§ WORK TO COMPLETE:
Write out the stretch of the news report below on Western Australia's arrival cap from "Western Australia's Premier" through "least a month.", copying it word for word.

§ EXCERPT TO READ:
————
International arrival cap halved in Western Australia after coronavirus outbreak

Western Australia's international arrivals cap for the next month will be halved, officials said on Sunday, as the state is battling a coronavirus outbreak that forced more than two million people into a three-day lockdown from Saturday.

The lockdown was ordered after a traveller likely became infected while in quarantine in a hotel and unknowingly passed it on to two other people in the community.

Australia closed its borders more than a year ago and allows mostly only its citizens and permanent residents to return. All, except from New Zealand, must undergo two weeks of mandatory hotel quarantine at their own expense.

The hotel quarantine system, together with snap lockdowns and swift tracking limiting coronavirus has helped Australia to keep its COVID-19 numbers low compared with other developed countries, with just over 29,500 cases and 910 deaths.

Western Australia's Premier Mark McGowan said on Sunday that the federal government had agreed to halve the current rate of 1,025 returning travellers per week to Perth for at least a month.

"The high number of returned overseas travellers is putting continued strain and pressure on our hotel quarantine system," McGowan said at a televised briefing.

On Saturday, he urged the federal government to find new quarantine facilities away from crowded downtown hotels.
————
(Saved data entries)
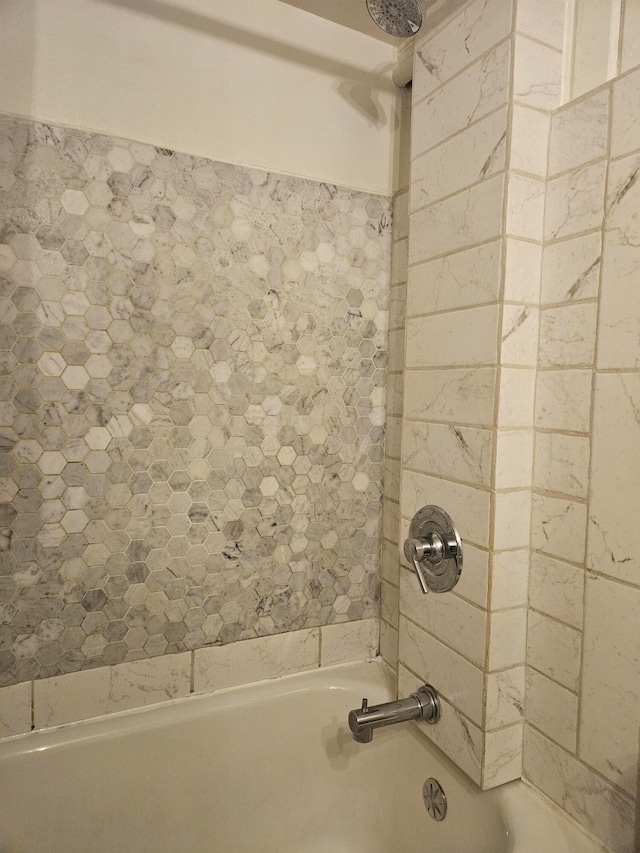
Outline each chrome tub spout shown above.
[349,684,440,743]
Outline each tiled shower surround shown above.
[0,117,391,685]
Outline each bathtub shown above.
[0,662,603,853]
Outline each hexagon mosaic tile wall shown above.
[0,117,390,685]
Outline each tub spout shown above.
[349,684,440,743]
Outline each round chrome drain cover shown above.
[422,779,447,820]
————
§ REPLY TO THE EXERCISE:
Western Australia's Premier Mark McGowan said on Sunday that the federal government had agreed to halve the current rate of 1,025 returning travellers per week to Perth for at least a month.